EXERCISE
Using the records below, give again exactly the lines from the line that contains "Target: pink petal" through the line that contains "like (96, 112).", both ends included, and only those.

--- EXERCISE INPUTS Enclosed Below ---

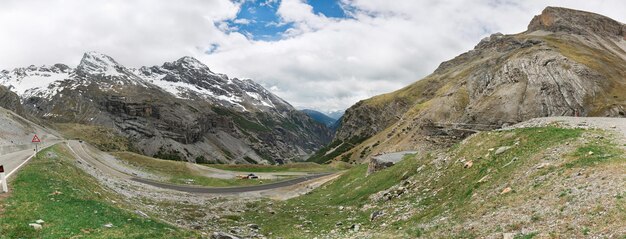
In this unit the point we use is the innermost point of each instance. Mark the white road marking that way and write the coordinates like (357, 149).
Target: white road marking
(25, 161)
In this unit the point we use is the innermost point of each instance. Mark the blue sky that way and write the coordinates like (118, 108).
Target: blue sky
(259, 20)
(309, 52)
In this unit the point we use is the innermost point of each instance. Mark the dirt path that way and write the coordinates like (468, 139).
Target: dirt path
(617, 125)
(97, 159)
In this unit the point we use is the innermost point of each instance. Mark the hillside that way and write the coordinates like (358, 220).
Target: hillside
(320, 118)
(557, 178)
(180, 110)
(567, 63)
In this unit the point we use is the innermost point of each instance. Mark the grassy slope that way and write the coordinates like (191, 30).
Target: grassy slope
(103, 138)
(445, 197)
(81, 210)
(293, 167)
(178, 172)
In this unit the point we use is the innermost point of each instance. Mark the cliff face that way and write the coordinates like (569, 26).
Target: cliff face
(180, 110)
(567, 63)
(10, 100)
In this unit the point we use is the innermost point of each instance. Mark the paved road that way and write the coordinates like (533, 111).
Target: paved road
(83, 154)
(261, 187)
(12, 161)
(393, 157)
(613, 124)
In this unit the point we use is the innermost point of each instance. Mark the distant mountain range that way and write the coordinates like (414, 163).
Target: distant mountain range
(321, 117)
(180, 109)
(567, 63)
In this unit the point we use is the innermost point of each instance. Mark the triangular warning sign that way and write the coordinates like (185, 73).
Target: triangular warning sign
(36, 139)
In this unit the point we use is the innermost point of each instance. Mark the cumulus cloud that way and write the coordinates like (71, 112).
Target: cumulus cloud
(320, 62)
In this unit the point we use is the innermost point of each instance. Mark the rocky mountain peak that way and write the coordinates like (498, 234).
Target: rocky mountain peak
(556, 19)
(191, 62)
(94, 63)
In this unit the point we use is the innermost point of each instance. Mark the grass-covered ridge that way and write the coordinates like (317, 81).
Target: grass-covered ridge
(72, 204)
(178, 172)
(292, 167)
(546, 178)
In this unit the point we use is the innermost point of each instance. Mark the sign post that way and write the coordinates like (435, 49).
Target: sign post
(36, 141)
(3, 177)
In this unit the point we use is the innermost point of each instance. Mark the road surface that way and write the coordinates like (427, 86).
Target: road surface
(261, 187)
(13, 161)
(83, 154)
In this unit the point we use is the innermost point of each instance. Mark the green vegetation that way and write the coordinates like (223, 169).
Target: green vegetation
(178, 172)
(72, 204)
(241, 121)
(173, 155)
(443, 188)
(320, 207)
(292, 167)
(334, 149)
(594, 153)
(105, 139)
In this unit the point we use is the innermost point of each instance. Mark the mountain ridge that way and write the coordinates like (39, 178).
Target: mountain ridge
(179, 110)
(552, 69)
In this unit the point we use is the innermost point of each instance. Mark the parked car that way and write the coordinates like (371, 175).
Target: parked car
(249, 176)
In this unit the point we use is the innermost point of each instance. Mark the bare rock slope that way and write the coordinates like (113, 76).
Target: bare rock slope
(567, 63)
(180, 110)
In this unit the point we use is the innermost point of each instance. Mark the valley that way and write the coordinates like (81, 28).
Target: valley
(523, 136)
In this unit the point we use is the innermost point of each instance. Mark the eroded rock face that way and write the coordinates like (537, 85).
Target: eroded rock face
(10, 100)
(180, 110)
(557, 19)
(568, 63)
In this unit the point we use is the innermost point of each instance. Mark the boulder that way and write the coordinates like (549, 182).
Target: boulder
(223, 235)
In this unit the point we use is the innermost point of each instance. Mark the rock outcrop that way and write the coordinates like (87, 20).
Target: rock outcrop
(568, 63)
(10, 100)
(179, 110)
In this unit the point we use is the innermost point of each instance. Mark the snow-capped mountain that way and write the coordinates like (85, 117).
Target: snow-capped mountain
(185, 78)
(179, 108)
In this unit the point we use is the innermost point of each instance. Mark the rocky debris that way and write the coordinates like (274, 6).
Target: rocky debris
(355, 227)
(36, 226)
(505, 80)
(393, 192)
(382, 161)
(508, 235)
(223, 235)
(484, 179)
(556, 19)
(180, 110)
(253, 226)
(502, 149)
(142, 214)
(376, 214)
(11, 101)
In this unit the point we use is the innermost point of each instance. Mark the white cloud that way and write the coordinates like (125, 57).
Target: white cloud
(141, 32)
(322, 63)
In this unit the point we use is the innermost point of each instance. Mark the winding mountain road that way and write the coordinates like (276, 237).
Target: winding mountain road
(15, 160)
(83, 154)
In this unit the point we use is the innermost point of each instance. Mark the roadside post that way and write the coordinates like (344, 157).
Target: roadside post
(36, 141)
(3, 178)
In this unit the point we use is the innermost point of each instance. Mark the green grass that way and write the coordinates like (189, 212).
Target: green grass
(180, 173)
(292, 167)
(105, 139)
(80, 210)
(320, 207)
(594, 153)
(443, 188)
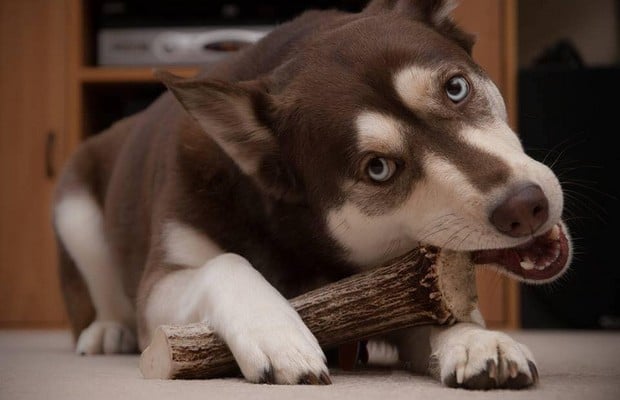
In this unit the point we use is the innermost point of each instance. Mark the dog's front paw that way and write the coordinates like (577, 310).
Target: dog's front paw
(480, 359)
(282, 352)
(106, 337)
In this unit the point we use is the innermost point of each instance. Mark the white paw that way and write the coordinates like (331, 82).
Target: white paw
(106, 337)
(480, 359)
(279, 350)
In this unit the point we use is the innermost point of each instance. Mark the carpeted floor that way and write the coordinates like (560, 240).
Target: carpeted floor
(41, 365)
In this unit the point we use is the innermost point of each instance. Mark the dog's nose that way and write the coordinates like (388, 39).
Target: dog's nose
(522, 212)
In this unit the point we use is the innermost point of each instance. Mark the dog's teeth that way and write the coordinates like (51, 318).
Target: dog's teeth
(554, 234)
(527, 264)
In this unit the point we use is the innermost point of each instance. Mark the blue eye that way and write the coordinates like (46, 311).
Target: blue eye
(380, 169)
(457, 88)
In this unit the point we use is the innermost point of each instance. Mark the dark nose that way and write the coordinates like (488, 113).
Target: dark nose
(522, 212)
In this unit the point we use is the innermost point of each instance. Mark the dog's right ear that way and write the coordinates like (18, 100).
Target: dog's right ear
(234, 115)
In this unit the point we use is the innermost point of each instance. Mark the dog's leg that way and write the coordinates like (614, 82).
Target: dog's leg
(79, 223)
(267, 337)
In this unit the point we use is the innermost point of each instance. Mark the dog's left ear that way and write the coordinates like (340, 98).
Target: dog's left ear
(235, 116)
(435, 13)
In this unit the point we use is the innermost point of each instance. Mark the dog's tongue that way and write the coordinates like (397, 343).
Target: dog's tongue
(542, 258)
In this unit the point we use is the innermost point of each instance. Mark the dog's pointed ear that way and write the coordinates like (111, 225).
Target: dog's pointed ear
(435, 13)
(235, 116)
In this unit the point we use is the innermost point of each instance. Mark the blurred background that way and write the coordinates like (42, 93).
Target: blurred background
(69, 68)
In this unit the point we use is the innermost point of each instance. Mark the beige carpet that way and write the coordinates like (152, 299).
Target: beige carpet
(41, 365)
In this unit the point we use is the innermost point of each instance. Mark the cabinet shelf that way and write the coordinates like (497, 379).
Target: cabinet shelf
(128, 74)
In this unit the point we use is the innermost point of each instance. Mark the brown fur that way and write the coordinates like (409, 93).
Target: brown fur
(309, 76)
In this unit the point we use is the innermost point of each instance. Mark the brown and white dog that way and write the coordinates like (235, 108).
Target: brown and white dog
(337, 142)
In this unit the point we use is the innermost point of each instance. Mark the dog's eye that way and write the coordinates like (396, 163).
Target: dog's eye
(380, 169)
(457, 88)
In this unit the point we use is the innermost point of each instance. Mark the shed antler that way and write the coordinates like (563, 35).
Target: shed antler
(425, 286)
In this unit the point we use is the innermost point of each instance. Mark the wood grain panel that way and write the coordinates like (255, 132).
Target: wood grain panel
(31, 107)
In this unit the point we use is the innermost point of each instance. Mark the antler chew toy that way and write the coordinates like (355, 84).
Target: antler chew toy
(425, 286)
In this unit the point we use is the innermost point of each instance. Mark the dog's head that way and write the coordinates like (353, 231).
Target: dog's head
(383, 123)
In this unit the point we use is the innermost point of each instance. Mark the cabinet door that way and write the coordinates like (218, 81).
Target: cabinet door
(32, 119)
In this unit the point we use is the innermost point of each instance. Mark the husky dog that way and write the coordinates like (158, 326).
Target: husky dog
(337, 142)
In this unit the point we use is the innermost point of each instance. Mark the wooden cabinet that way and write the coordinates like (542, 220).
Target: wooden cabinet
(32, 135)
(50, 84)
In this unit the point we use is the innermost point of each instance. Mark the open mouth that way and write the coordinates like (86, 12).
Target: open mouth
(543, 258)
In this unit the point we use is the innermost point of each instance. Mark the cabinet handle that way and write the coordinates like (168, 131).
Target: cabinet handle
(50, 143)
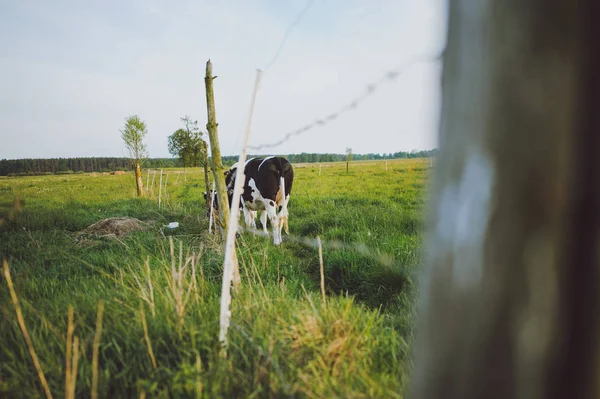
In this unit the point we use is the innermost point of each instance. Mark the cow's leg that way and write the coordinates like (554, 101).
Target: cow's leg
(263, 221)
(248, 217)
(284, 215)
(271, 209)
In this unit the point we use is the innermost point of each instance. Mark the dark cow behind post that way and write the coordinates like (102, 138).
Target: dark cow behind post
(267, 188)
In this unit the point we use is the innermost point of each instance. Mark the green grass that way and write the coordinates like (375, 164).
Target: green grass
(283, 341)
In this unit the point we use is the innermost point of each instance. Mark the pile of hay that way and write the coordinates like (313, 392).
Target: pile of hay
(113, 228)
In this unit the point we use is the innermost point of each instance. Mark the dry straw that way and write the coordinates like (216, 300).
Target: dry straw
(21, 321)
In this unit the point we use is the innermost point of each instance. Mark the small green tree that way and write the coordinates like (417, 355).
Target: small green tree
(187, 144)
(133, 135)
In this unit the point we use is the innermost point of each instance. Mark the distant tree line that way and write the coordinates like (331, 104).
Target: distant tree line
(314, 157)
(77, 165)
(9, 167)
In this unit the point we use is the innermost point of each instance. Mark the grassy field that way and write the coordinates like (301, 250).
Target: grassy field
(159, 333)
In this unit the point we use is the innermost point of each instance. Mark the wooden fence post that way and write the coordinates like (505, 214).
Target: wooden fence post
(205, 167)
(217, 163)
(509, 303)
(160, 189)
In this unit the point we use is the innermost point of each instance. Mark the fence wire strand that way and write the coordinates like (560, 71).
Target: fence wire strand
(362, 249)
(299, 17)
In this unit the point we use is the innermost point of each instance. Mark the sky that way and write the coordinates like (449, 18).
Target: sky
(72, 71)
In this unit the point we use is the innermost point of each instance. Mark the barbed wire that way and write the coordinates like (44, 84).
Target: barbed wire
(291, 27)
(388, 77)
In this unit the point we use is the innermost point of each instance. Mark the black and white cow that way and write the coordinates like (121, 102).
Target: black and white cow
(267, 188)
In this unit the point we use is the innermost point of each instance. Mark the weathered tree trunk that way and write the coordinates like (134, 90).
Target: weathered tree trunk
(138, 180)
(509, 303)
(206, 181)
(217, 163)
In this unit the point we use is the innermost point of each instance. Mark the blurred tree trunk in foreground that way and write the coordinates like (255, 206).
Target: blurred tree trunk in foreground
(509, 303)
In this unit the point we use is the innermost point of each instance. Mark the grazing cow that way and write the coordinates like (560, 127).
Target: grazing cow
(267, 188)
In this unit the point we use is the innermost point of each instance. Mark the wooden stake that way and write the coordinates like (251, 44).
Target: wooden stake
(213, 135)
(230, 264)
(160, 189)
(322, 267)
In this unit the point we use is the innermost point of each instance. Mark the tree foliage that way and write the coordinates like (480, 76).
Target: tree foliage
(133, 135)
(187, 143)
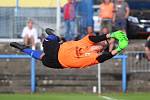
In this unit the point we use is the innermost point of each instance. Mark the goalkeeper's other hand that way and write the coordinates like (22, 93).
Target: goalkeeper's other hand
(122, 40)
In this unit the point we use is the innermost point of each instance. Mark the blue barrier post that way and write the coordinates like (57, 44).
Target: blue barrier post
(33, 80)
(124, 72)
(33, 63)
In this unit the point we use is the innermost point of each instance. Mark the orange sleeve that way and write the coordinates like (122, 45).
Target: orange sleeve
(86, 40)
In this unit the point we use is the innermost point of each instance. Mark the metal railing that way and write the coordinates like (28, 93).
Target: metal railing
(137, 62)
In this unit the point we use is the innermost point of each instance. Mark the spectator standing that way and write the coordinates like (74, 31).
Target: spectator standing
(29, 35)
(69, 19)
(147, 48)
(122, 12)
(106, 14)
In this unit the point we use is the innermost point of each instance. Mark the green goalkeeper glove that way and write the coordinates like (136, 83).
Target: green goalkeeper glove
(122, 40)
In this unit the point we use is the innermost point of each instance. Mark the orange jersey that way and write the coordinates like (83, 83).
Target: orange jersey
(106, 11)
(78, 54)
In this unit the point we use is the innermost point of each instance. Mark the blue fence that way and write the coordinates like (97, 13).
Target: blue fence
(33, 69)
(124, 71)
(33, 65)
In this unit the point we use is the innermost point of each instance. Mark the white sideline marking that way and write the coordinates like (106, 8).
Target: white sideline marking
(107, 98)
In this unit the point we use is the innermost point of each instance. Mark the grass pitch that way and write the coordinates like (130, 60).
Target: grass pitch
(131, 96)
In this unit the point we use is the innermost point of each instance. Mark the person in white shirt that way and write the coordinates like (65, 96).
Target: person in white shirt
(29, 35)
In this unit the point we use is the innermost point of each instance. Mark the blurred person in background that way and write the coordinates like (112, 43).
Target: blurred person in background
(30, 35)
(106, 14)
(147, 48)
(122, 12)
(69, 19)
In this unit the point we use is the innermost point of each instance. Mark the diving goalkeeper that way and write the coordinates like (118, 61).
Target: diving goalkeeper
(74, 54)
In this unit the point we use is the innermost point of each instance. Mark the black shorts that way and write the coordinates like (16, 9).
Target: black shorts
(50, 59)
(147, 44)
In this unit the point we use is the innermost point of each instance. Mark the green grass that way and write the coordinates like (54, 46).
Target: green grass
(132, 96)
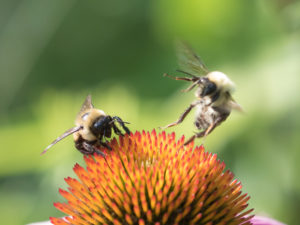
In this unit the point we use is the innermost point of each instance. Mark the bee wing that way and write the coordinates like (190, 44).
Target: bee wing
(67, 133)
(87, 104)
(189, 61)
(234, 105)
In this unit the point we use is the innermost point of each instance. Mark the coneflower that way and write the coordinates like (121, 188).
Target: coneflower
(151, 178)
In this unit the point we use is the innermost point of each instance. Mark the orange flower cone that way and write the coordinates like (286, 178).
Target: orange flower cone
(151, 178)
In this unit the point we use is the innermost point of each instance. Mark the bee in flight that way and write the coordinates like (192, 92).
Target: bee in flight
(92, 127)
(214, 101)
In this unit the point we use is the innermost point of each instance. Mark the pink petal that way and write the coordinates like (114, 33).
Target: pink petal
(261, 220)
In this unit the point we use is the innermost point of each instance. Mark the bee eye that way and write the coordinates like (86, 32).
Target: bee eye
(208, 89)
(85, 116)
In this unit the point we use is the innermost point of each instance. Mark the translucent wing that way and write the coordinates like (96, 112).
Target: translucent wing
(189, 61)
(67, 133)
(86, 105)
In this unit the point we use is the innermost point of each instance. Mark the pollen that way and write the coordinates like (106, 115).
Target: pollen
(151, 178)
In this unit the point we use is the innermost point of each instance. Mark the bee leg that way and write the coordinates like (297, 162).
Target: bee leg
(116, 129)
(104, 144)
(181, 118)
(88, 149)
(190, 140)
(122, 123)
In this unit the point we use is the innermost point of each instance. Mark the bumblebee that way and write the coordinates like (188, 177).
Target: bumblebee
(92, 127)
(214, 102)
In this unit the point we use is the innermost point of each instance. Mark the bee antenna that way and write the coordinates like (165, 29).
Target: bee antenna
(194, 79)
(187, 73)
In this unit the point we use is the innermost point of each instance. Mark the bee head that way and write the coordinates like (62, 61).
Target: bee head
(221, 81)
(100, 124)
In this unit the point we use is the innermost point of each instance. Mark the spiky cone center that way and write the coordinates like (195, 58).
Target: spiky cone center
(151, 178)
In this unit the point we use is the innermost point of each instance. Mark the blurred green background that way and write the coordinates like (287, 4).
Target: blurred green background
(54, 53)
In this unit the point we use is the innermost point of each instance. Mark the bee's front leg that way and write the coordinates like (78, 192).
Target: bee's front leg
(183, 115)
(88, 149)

--- End of Enclosed EXERCISE INPUTS ---

RESPONSE TO THE EXERCISE
Target: pink petal
(261, 220)
In this unit the point we use is the innermost point of each instance. Mark the bee eye that way and write the coordinates like (86, 32).
Target: bee eye
(208, 89)
(85, 116)
In this unit the point we use is the innermost point of each instance. Mark the translucent wing that way and write the coordinates like (96, 112).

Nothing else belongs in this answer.